**Task statement**
Reproduce the records from the line containing "of the horizon" down to the line containing "Query: horizon line", with "top-left corner" replaced by "upper-left corner" and everything else left unchanged.

====== Raw records

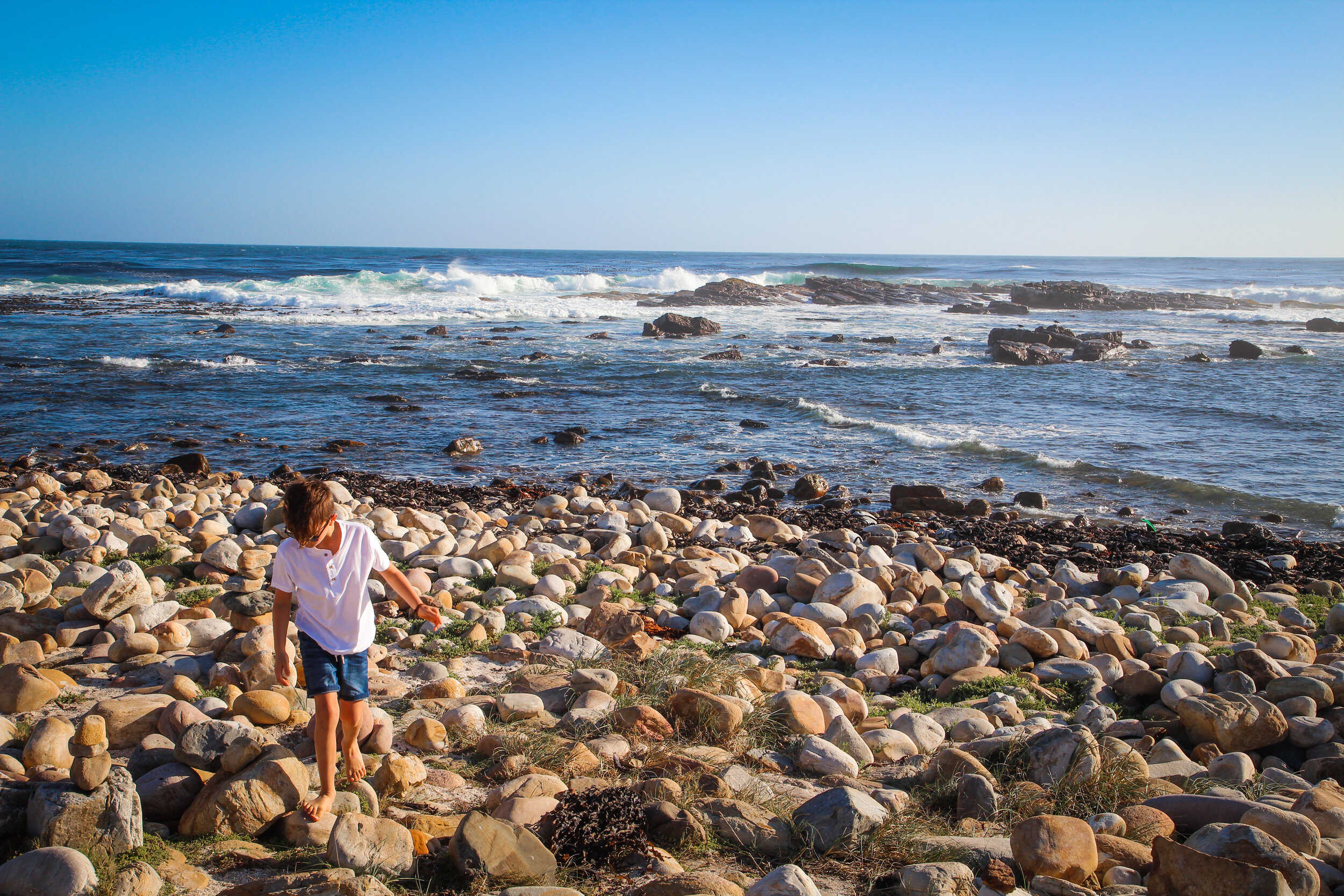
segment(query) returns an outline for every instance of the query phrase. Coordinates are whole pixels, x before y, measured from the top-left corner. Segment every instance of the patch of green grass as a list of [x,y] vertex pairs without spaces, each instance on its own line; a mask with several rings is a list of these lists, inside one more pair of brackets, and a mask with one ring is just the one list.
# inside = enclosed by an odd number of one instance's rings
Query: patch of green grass
[[[157,834],[145,834],[144,842],[140,846],[121,853],[120,856],[109,856],[101,849],[81,852],[89,857],[89,861],[93,862],[93,868],[98,875],[98,889],[95,891],[97,896],[112,896],[113,887],[117,883],[117,875],[136,862],[145,862],[151,868],[157,868],[172,858],[168,844],[160,840]],[[164,884],[164,887],[167,887],[167,884]]]
[[466,584],[472,586],[473,588],[484,594],[485,591],[489,591],[491,588],[495,587],[495,574],[482,572],[480,575],[473,575],[470,579],[466,580]]
[[215,588],[192,588],[191,591],[183,591],[173,599],[184,607],[194,607],[198,603],[210,600],[215,594],[218,594]]
[[396,643],[406,637],[406,629],[391,622],[382,622],[374,631],[374,643]]
[[202,699],[204,699],[204,697],[215,697],[218,700],[223,700],[224,699],[224,689],[226,688],[228,688],[228,685],[215,685],[214,688],[202,688],[200,689],[200,696],[202,696]]
[[598,563],[597,560],[589,560],[587,563],[583,564],[583,574],[579,576],[579,580],[574,583],[575,592],[582,594],[583,591],[587,591],[589,582],[591,582],[593,576],[595,576],[598,572],[616,572],[616,570],[606,566],[605,563]]
[[551,633],[551,629],[560,625],[560,614],[555,610],[543,610],[532,617],[532,625],[528,626],[538,637],[544,638]]
[[102,566],[109,563],[116,563],[117,560],[130,560],[141,570],[148,570],[149,567],[163,566],[167,563],[164,557],[171,548],[176,547],[171,541],[160,541],[159,547],[153,551],[145,551],[144,553],[125,555],[121,551],[108,551],[108,555],[102,559]]

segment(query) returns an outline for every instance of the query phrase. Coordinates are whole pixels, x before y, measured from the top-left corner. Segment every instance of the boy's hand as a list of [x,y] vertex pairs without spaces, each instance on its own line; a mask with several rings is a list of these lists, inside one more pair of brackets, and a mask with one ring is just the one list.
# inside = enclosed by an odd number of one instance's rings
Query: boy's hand
[[284,688],[292,688],[294,685],[294,664],[289,658],[288,653],[281,653],[276,656],[276,684]]

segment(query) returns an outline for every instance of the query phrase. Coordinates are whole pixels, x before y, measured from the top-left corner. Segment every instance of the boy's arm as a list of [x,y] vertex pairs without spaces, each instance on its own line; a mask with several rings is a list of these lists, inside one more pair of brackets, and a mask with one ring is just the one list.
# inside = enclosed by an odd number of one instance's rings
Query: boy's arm
[[271,645],[276,650],[276,682],[292,686],[294,664],[289,660],[289,600],[290,592],[276,590],[276,604],[270,610]]
[[[406,606],[410,607],[413,615],[419,619],[425,619],[426,622],[433,622],[435,626],[444,625],[444,618],[439,615],[438,607],[433,607],[421,600],[419,595],[415,594],[415,588],[411,587],[410,580],[407,580],[406,575],[395,566],[390,566],[382,572],[375,572],[375,575],[387,584],[392,586],[392,591],[395,591],[398,596],[406,602]],[[278,604],[280,595],[277,594],[276,598],[276,603]]]

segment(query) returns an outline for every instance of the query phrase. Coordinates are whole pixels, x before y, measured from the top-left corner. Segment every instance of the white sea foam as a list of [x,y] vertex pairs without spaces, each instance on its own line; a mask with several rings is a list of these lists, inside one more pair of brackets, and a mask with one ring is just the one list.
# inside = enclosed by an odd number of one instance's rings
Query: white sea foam
[[905,423],[886,423],[883,420],[871,420],[859,416],[849,416],[843,414],[829,404],[821,402],[810,402],[805,398],[798,398],[792,402],[792,404],[804,411],[809,416],[813,416],[823,423],[831,426],[844,426],[844,427],[862,427],[872,430],[875,433],[882,433],[883,435],[894,437],[895,439],[911,445],[914,447],[927,447],[927,449],[973,449],[980,451],[1001,451],[1003,449],[997,445],[984,442],[980,438],[970,435],[962,438],[943,438],[941,435],[933,435],[925,433],[923,430],[917,430],[913,426],[906,426]]
[[211,361],[203,357],[124,357],[120,355],[103,355],[95,359],[99,364],[106,364],[109,367],[129,367],[133,369],[145,369],[153,364],[172,365],[172,364],[190,364],[194,367],[257,367],[257,361],[245,355],[224,355],[223,360]]
[[191,359],[188,364],[198,367],[257,367],[257,361],[245,355],[224,355],[222,361],[207,361],[204,359]]
[[125,290],[121,285],[106,283],[44,283],[34,279],[7,279],[0,282],[0,296],[106,296]]
[[1328,305],[1344,304],[1344,286],[1265,286],[1259,283],[1247,283],[1245,286],[1211,289],[1208,293],[1210,296],[1250,298],[1257,302],[1273,305],[1289,300],[1297,302],[1321,302]]
[[132,367],[136,369],[144,369],[149,367],[153,361],[148,357],[122,357],[120,355],[103,355],[98,359],[99,364],[108,364],[109,367]]

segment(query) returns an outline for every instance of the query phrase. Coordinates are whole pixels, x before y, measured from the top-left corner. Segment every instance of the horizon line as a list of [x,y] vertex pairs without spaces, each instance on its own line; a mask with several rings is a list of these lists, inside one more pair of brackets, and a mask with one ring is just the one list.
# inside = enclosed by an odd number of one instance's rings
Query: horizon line
[[520,247],[470,247],[470,246],[398,246],[359,243],[210,243],[210,242],[165,242],[136,239],[32,239],[0,236],[0,243],[78,243],[89,246],[216,246],[216,247],[269,247],[269,249],[409,249],[418,251],[466,251],[466,253],[632,253],[661,255],[849,255],[855,258],[1125,258],[1125,259],[1212,259],[1212,261],[1344,261],[1344,255],[1046,255],[1030,253],[847,253],[813,250],[716,250],[716,249],[520,249]]

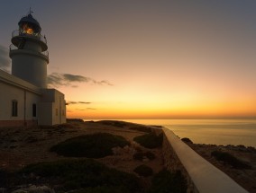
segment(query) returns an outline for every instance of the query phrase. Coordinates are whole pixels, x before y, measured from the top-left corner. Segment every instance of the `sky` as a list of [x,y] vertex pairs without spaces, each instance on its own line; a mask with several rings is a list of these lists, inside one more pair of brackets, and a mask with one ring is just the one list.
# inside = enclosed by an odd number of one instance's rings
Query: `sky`
[[3,70],[30,7],[68,118],[256,118],[256,1],[2,0]]

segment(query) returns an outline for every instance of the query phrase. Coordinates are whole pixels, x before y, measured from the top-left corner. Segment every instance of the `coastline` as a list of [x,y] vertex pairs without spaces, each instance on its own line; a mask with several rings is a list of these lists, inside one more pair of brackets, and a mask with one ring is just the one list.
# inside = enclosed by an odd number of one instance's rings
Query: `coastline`
[[[122,122],[122,121],[121,121]],[[111,122],[110,122],[111,123]],[[140,124],[127,123],[126,127],[140,126]],[[56,127],[41,127],[41,128],[12,128],[9,130],[1,130],[0,136],[2,144],[0,144],[0,153],[3,158],[0,162],[1,169],[7,171],[15,171],[23,168],[27,164],[39,162],[52,162],[55,160],[63,159],[62,156],[49,152],[51,145],[58,144],[68,138],[78,136],[85,134],[93,134],[97,132],[106,132],[114,135],[125,136],[126,139],[133,142],[134,136],[144,134],[142,131],[126,129],[125,127],[119,127],[120,124],[102,124],[94,121],[69,121],[68,124]],[[149,127],[149,126],[144,126]],[[245,151],[247,147],[242,146],[223,146],[215,145],[197,145],[187,144],[197,154],[212,162],[214,165],[226,172],[241,186],[248,189],[250,192],[255,192],[256,184],[253,179],[253,173],[256,172],[256,152]],[[133,172],[133,169],[141,164],[140,162],[133,160],[133,154],[137,145],[133,142],[133,148],[118,149],[115,155],[107,156],[105,158],[97,159],[99,162],[106,164],[108,167],[116,168],[118,170]],[[142,148],[142,147],[140,147]],[[214,149],[228,151],[236,154],[240,159],[250,162],[253,170],[236,170],[227,166],[220,162],[216,162],[210,153]],[[154,162],[145,161],[154,172],[164,168],[164,162],[161,155],[161,149],[154,149],[152,152],[157,155]],[[248,175],[249,174],[249,175]],[[251,176],[252,175],[252,176]],[[150,180],[142,179],[143,186],[149,186]]]

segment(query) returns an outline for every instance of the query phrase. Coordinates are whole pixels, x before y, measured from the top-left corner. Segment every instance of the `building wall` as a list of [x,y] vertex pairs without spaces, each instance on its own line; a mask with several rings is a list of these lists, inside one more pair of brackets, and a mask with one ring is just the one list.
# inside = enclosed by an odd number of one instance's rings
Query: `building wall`
[[[32,104],[38,103],[40,95],[3,82],[0,82],[0,127],[37,123],[37,116],[32,116]],[[17,101],[17,116],[12,116],[13,101]]]
[[[55,89],[40,89],[0,70],[0,127],[66,123],[64,94]],[[12,115],[14,100],[17,101],[17,116]]]
[[[55,89],[42,89],[40,102],[39,125],[56,125],[66,123],[66,101],[64,94]],[[47,114],[51,112],[50,115]]]
[[[12,50],[12,73],[40,88],[47,87],[47,60],[30,50]],[[24,70],[26,69],[26,70]]]

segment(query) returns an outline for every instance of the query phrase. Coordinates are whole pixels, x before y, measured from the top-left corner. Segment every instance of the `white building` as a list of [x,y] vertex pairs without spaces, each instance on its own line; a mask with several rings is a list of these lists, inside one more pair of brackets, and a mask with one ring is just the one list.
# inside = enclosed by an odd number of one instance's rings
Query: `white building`
[[66,122],[64,94],[47,88],[46,38],[31,13],[13,31],[12,75],[0,70],[0,127]]

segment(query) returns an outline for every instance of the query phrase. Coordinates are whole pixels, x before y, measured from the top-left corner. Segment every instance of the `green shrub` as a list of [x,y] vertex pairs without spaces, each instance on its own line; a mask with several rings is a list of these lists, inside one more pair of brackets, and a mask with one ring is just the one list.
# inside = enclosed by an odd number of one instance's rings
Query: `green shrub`
[[129,193],[129,191],[120,186],[113,187],[113,186],[100,186],[100,187],[93,187],[87,188],[84,189],[79,189],[77,191],[72,191],[72,193]]
[[148,158],[149,160],[153,160],[156,158],[155,154],[151,152],[146,152],[146,153],[138,152],[133,154],[134,160],[142,161],[144,157]]
[[226,164],[233,166],[235,169],[251,169],[251,166],[247,164],[246,162],[237,159],[233,155],[229,153],[221,152],[221,151],[214,151],[212,152],[212,156],[214,156],[216,160],[222,161]]
[[136,172],[139,176],[148,177],[151,176],[153,173],[153,171],[151,167],[147,165],[140,165],[136,167],[134,170],[134,172]]
[[133,138],[133,140],[146,148],[152,149],[161,146],[162,137],[162,134],[157,136],[154,133],[150,133],[143,136],[136,136]]
[[99,133],[68,139],[52,146],[50,151],[68,157],[101,158],[113,154],[113,147],[129,145],[123,136]]
[[170,172],[163,170],[153,177],[148,193],[186,193],[187,188],[187,180],[180,171]]
[[118,121],[118,120],[100,120],[99,123],[106,126],[114,126],[116,127],[123,127],[127,125],[124,121]]
[[187,138],[187,137],[184,137],[184,138],[182,138],[181,140],[182,140],[183,142],[185,142],[185,143],[193,144],[193,142],[192,142],[189,138]]
[[[122,192],[141,192],[136,176],[107,168],[89,159],[32,164],[23,168],[20,173],[27,176],[34,173],[50,186],[61,184],[60,191],[83,189],[83,192],[110,192],[111,189],[123,189]],[[109,191],[101,191],[104,187],[108,187]]]

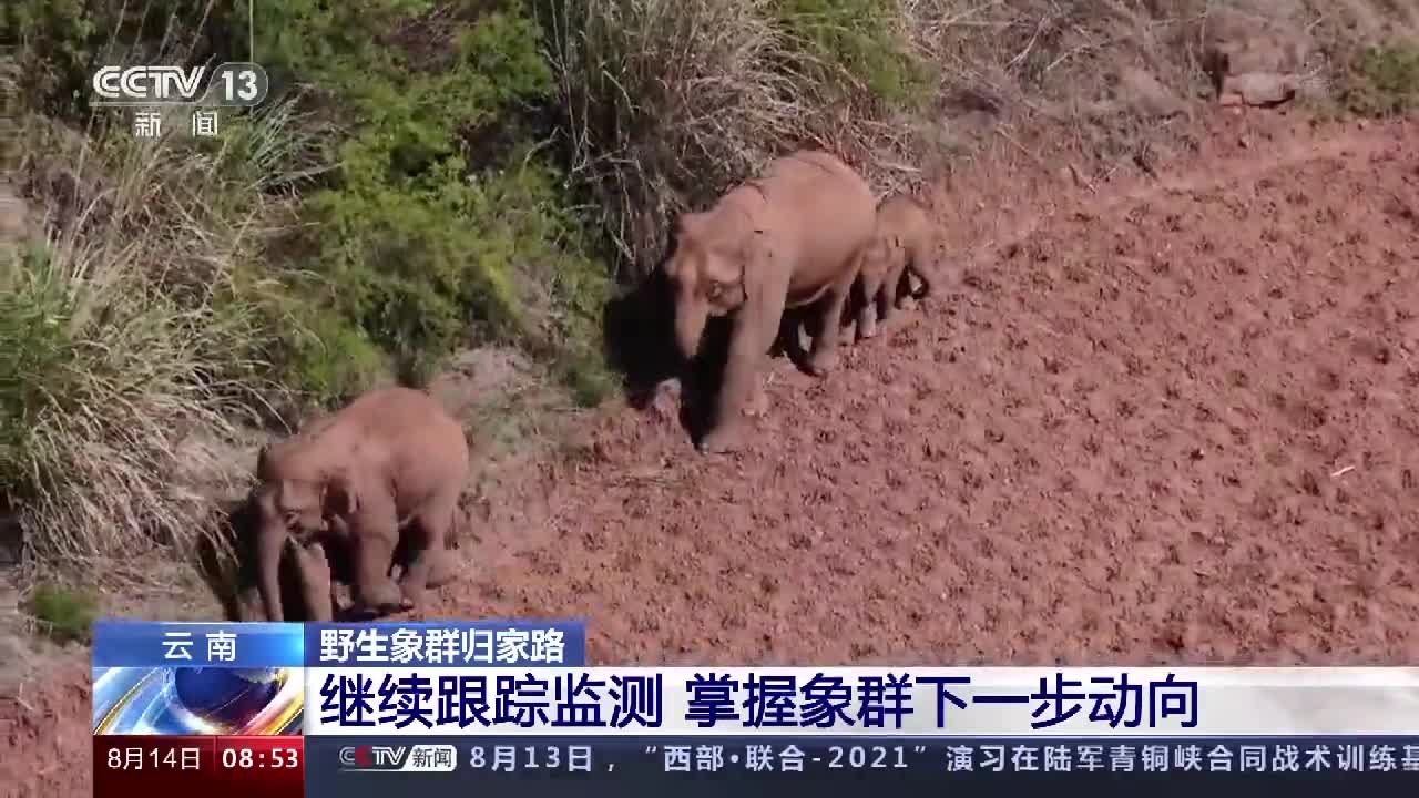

============

**Reply**
segment(query) returns an outline for every instance of the query phrase. Coordinates are whole pixels, x before y, measured from the upper-left corner. Segment every instance of the horizon line as a list of [x,y] vertex pairs without spaces, each instance on its own line; a mask with several rings is a list of these lists, inside one more pair of brackets, and a mask with one ring is just the one list.
# inside = enclosed by an odd number of one instance's rings
Query: horizon line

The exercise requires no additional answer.